[Start]

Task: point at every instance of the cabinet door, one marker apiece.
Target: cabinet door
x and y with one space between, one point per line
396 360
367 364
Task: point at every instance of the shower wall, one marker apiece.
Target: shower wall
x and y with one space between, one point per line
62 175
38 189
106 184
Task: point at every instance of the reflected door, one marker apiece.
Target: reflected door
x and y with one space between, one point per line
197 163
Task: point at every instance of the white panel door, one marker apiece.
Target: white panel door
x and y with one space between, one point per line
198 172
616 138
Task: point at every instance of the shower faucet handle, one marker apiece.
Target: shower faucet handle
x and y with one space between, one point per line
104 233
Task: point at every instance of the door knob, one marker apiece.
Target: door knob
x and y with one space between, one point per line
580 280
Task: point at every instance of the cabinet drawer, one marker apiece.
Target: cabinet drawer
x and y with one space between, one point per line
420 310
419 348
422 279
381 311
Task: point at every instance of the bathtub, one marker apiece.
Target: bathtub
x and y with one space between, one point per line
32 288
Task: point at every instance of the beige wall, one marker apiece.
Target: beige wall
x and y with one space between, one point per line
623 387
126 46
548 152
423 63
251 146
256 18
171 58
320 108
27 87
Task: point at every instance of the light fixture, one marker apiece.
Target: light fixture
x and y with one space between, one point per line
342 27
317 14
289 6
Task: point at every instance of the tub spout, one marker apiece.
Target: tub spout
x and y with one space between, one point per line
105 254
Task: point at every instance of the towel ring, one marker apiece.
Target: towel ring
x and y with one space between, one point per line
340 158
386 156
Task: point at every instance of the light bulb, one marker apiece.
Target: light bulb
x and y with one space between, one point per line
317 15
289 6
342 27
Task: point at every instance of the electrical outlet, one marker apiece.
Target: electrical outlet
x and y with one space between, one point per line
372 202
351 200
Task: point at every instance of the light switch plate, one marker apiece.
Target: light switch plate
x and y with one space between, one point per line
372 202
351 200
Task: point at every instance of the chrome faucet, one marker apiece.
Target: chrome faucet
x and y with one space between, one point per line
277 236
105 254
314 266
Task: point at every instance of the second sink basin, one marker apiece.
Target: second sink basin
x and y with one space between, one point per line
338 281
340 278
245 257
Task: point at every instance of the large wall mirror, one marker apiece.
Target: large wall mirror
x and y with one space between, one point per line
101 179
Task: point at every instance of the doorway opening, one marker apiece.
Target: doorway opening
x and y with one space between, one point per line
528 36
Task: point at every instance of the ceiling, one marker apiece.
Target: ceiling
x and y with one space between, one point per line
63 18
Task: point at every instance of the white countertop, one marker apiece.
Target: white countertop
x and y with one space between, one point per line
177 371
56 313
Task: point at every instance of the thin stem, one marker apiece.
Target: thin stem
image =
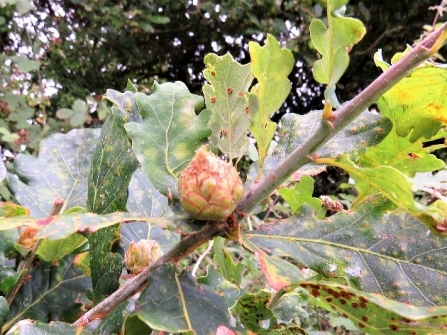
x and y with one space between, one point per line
342 117
201 258
184 247
300 156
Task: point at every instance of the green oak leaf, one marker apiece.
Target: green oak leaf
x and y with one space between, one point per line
417 104
393 185
399 152
334 42
270 65
53 292
52 328
166 140
144 198
300 194
229 291
175 303
252 311
230 269
4 309
59 172
112 167
372 248
374 313
226 96
50 250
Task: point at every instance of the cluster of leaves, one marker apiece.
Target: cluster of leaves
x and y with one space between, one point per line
380 264
56 46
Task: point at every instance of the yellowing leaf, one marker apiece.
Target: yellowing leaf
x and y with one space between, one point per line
226 98
270 65
418 103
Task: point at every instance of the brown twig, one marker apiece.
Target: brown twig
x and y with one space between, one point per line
186 245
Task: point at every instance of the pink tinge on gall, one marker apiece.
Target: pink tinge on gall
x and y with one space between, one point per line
209 188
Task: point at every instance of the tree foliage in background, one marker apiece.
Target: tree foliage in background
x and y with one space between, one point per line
97 216
80 49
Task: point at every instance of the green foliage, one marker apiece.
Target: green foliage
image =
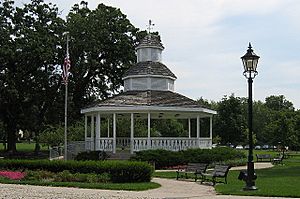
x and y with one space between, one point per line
164 158
92 155
278 103
119 171
230 122
53 135
32 52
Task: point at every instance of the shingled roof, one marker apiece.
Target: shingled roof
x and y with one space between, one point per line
150 41
148 98
149 68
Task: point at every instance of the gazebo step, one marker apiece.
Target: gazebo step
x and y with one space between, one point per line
119 156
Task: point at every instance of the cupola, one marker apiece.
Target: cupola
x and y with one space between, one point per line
149 73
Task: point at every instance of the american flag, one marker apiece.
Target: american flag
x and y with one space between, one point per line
66 68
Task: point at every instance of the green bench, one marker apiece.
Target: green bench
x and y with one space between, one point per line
194 168
263 157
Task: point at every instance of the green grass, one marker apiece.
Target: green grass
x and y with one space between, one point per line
280 180
111 186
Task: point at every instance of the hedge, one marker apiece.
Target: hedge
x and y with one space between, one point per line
119 171
164 158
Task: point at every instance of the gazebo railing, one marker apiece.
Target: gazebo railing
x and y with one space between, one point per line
139 144
167 143
105 144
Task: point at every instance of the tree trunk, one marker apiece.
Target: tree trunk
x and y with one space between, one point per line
11 137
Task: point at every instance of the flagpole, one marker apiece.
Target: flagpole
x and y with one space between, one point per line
66 107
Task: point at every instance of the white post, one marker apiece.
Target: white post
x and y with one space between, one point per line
92 132
85 131
149 131
189 127
114 132
198 130
108 127
98 133
210 130
131 134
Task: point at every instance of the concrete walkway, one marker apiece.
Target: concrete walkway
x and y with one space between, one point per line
170 188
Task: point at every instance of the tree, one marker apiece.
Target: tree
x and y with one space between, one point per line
101 49
278 103
29 57
230 123
32 51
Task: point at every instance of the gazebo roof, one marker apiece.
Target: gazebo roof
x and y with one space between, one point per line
150 99
150 40
149 68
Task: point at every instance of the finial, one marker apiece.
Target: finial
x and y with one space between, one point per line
149 26
249 46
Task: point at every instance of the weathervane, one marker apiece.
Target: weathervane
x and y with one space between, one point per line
150 26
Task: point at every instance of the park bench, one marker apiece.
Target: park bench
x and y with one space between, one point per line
195 168
220 171
278 160
263 157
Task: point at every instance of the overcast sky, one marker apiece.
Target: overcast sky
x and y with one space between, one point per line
204 40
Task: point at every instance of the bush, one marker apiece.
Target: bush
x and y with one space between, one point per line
67 176
92 155
163 158
119 171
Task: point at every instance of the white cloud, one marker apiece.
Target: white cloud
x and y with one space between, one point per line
205 39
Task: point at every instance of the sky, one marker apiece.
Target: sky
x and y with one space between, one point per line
204 40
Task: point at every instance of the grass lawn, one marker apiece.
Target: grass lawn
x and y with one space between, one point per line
111 186
280 180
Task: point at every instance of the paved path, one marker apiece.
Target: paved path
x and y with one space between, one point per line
170 189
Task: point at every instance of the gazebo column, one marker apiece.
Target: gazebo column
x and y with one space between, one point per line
131 133
98 131
114 132
149 131
198 130
108 127
92 132
189 124
210 130
85 132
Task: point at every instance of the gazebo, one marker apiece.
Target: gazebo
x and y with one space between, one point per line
148 94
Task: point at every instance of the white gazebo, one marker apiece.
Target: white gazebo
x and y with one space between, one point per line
148 94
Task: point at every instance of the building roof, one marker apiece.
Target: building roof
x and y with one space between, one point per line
149 68
150 41
149 98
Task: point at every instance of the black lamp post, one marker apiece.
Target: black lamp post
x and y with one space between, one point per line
250 60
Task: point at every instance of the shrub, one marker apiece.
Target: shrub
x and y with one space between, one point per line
119 171
163 158
92 155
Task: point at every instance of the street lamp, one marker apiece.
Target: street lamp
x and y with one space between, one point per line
250 60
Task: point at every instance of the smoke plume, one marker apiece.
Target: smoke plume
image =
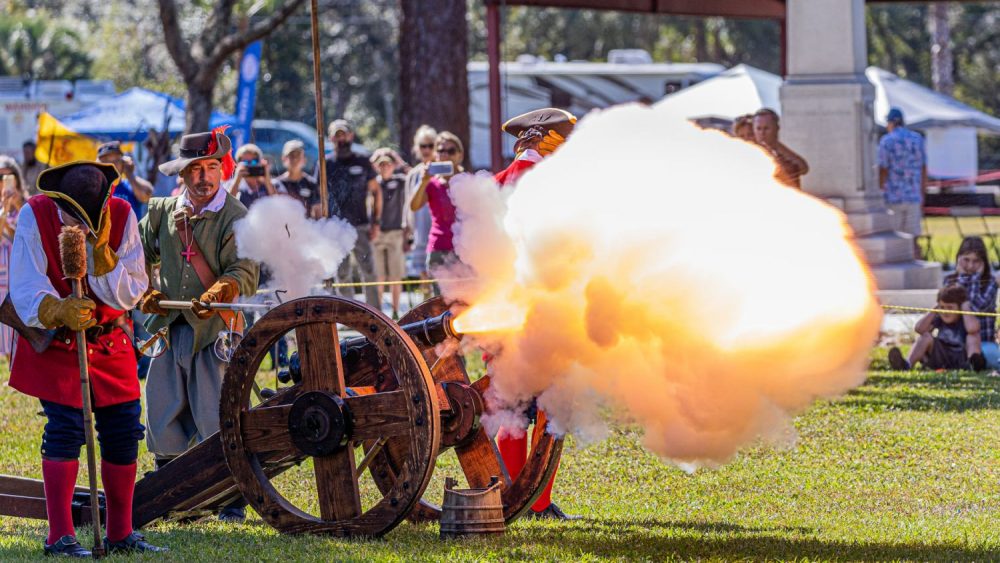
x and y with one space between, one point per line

[End]

## Given task
Each record above should come back exactly the same, only without its pictures.

## Response
Task: point at every instance of the cabinet door, one marker apiece.
Target: cabinet door
x and y with one space between, one point per line
396 360
367 364
Task: point at every instance of the shower wall, one marker apiece.
Target: shower wall
x and y with one space between, one point per line
62 175
38 189
106 184
Task: point at every instance of the reflected door, one marker apiece.
Target: reflected door
x and y with one space between, one point per line
197 163
Task: point at every instance of the white panel door, one marker apiece.
Target: white panel door
x and y with one space between, one point per line
198 172
616 138
Task: point at every instance of the shower faucet handle, one marker apiece.
Target: shower faucet handle
x and y with one space between, one point per line
104 233
Task: point at every instance of the door knob, one marker apiece.
Target: door knob
x and y with one space between, one point per line
580 280
Task: point at every instance of the cabinet drawer, one marker apiece.
Target: cabinet drawer
x and y with one space between, one point per line
420 310
419 348
422 279
381 311
Task: point at every instance of the bathtub, one marker apiece.
Target: bathtub
x and y with one space between, one point per line
32 288
Task: point at every instance of the beige wall, one marker apiece.
Target: beige wall
x and y with one space between, one point per line
623 387
126 46
548 152
423 63
251 146
256 18
171 58
320 108
27 87
Task: point at every instance of the light fixture, one marker apiece.
Target: light fixture
x and y with one space between, one point per line
342 27
317 14
289 6
Task: point at every instance of the tub spout, one marker apiece.
Target: tub spout
x and y with one space between, one point per line
105 254
Task: point at every instance of the towel ring, one marker apiece.
Target: towel ring
x and y with one space between, one point per line
340 158
386 156
Task: point at every instance of the light bulb, one marker apiece.
Target: light bulb
x and y with one space between, one point per line
317 15
289 6
342 27
Task: point at every instance of the electrical outlet, one marker apiece.
Target: electrical outlet
x and y with one space between, one point per line
372 202
351 200
Task: point at every instance of the light switch plate, one marker apiece.
Target: light switch plate
x and y with one space between, one point per line
372 202
351 200
Task: point at every instance of the chrome faucet, one marker apiece.
Target: chrome faucet
x and y with one space between, one point per line
277 236
105 254
314 266
Task: point at every instance of the second sink basin, one marker apiece.
Target: second sink basin
x and y with one space between, one point per line
338 281
340 278
245 257
Task: point at every instance of the large wall mirror, one marker apiece.
Target: large wall mirror
x and y with one space between, one point per line
101 179
Task: point at every instance of the doorway opening, one marker apiece.
Target: doorway opening
x and y with one space between, one point per line
528 36
Task: point at every instance of the ceiling, one marker apiece.
Target: ceiling
x and y with one space between, one point per line
63 18
Task: point at every instance of the white countertop, one marker apiece.
Target: white countertop
x and y with one space between, one point per line
177 371
56 313
Task: point at every instance of the thin stem, one marker apiece.
Target: thin stem
image =
x and y with one space between, one point per line
342 117
201 258
184 247
300 156
Task: point at every instance of the green oak leaf, one marker apiece.
Target: green oak leaf
x and y with one space between, one point per line
417 104
393 185
399 152
334 42
270 65
53 292
52 328
166 140
144 198
300 194
229 291
175 303
252 311
230 269
4 309
59 172
112 167
372 248
374 313
226 96
50 250
Task: point at every instance of the cluster of leaves, one marker apiece.
Target: cluster of leaves
x and y with one space between, one point per line
380 264
56 46
Task: point at every instance of the yellowing leaf, one marker apiece.
Target: yellowing leaf
x and y with one space between, one point per line
226 98
270 65
418 103
Task: point at every instance of the brown twig, one marker apiece.
Target: brown twig
x and y with one space between, one point per line
186 245
Task: point at every instance of the pink tinge on gall, one marker apiece.
Target: pink tinge on gall
x and y with one space between, one point per line
209 188
Task: point at every instance of the tree foliage in background, one marker apiece.
Target: tree foliage in background
x and y with one space between, one point per line
97 216
80 49
Task: point at every instance of the green foliage, one marker apiece.
Target: green foliage
image =
x and y with one space between, one point per line
164 158
92 155
278 103
119 171
230 122
53 135
32 52
Task: point at every instance of the shingled roof, one marker apiece.
Target: shingled roof
x and y with one space between, one point per line
150 41
148 98
149 68
Task: point at every instance of the gazebo step, one marker apiece.
Target: gazebo step
x and y with one space between, one point per line
119 156
Task: point at every instance of the cupola, one marker apiece.
Target: cupola
x and y with one space between, one point per line
149 73
Task: point at every instance of the american flag, one marker apiece.
Target: american flag
x and y with one space between, one point per line
66 68
Task: point at every instance of the green bench, one marker apiece.
Target: green bench
x and y with one space between, one point per line
194 168
263 157
Task: point at every instance of the green grass, one marker apiece.
Target: green grass
x and y with one space between, one point per line
280 180
111 186
Task: point at every instance of the hedge, one marker apiece.
Target: hedge
x and y with one space between, one point per line
119 171
164 158
Task: point at every instance of the gazebo railing, one marker apiece.
Target: gazebo railing
x and y with one space between, one point per line
139 144
167 143
105 144
Task: point at every instance of the tree trunk, one marker apiece.
Target: tree trunk
x and y with one space between, one point per line
11 137
Task: point at every instance of the flagpole, one marker apiece.
Target: flagpole
x and y with one space between, one point per line
66 107
Task: point at every instance of the white post, one marker apiece.
Target: white post
x and y with one space between, one point per line
92 132
85 131
149 131
189 127
114 132
198 130
108 127
98 133
210 130
131 134
Task: point at every instance of the concrete walkway, one marker apiece.
Target: concrete walkway
x and y with one space between, one point per line
170 188
Task: point at every instance of the tree, one marker apiece.
Target: tree
x and y with one space between, one point per line
101 49
278 103
29 57
230 123
32 51
Task: point at every instance of the gazebo roof, one marker apiece.
Target: gazebo roof
x and y with one space between, one point per line
150 99
150 40
149 68
Task: point at every instance of the finial, one marker apiece.
Target: finial
x and y with one space between, one point per line
149 26
249 46
Task: point at every instance of the weathervane, one marker apiece.
Target: weathervane
x and y with one space between, one point per line
150 26
Task: point at every instance of the park bench, one marker apiece.
Target: park bench
x and y with one space between, one point per line
195 168
220 171
278 160
263 157
Task: point at every instance of the overcast sky, one marker apiece.
Target: overcast sky
x and y with one space between, one point per line
204 40
Task: point at every instance of the bush, one marker apiece.
Target: bush
x and y with one space between, one point per line
67 176
92 155
163 158
119 171
Task: point at every instance of the white cloud, one marker apiece.
Target: white cloud
x and y with one space between, one point per line
205 39
Task: point at every instance of the sky, one marker apiece.
Target: sky
x and y with one space between, one point per line
204 40
Task: point at every instance of the grass lawn, one marker apiece.
Target: grass lawn
x and y with one space between, one point per line
111 186
280 180
Task: point at every instance of the paved path, one marker apiece.
Target: paved path
x and y with one space between, one point per line
170 189
Task: point at every instance of the gazebo column, one marker apiece.
Target: gazebo column
x and y with one space between, one point per line
131 133
98 131
114 132
149 131
198 130
108 127
92 132
189 124
210 130
85 132
Task: point at every instance of the gazebo, one marker apiece.
Target: gazebo
x and y with one space between, one point per line
148 94
Task: point at every instance of the white gazebo, one marker apiece.
Target: white gazebo
x and y with one space between, one point per line
148 94
Task: point at every instance of the building roof, one marker apiece.
Target: building roof
x and y with one space between, one point per line
149 68
150 41
149 98
Task: point at every instance of the black lamp post, one marker apiece.
Target: black lamp post
x and y with one space between, one point per line
250 60
Task: point at every instance of the shrub, one marker apiece.
Target: shrub
x and y with one space between, one point per line
119 171
163 158
92 155
Task: point at every instance of the street lamp, one marker apiece.
Target: street lamp
x and y with one space between, one point per line
250 60
Task: point at every instance of the smoke plume, one marker apiece.
Target: smoke plume
image =
x and y with one space between, one point per line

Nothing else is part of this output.